**PAGE EXTRACT**
____
# Guys Need Advice Now!!! 11/2/04 1:20 Pm



## kutch (Sep 22, 2004)

An 98 M3 just showed up at the local dealer with 89000 miles, silver w/ blk interior. The previous owner was in the local chapter (CCA) and bought a new 330xi. I know the car durning his ownership was never tracked raced anything other than a daily driver. Right now I've got a 98 328is...Is 40 or so HP really worth the money??? They want 18K for the M, I still owe a few grand on mine but I've also installed alot of OE M components...

I do not track my car either, its a daily driver 60 miles a day!

What would you do?? This car I believe is not going to sit the week, It looks that good...

-kutch

[email protected]


----------



## Chris90 (Apr 7, 2003)

M3s are easy to come by now, for less than $18k and with fewer miles. Unless the previous owner has fixed a lot of stuff, you're looking at thousands of dollars of repairs (ball joints, shock mounts, bearings, control arms, the list goes on for a 90k E36).

I don't find the E36 M3 drives different enough from my modded 325i to be worth the big hit. I wouldn't upgrade from a 328is if I were you. It'll probably cost you like $10k or more, especially counting all the maintenance that car will probably need.


----------



## LDV330i (May 24, 2003)
____
**STORED DATA**

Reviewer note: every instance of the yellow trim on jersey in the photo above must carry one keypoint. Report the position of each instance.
____
**INSTRUCTION**
Write the next part of the forum thread about trading a 1998 328is for a used 1998 M3, picking up right after its final line.

**RESPONSE**
I would personally would be leary of buying a used car in excess of 60,000 miles. The car is now out of warranty. Regardless of whether it has been a low maintenance car, at this point things to start to wear out and they will have to be replaced. It is bad enough to own the car out right and have to incur some these expenses but to have to make payments at same the same time would really bother me. I am not sure what kind of down payment you had it mind but the car payments could be in excess of $300/month on a 48 month loan. You probably also need to check on insurance. You also mention that you will use the car to commute 60 miles a day, so it sounds like you will putting 18-20k miles a year on the car and that will make some of those expense add up in hurry, such as tires. Those performace tire will have to replace about every 20k miles at $250 or more each. Anyways those are my 2 cents.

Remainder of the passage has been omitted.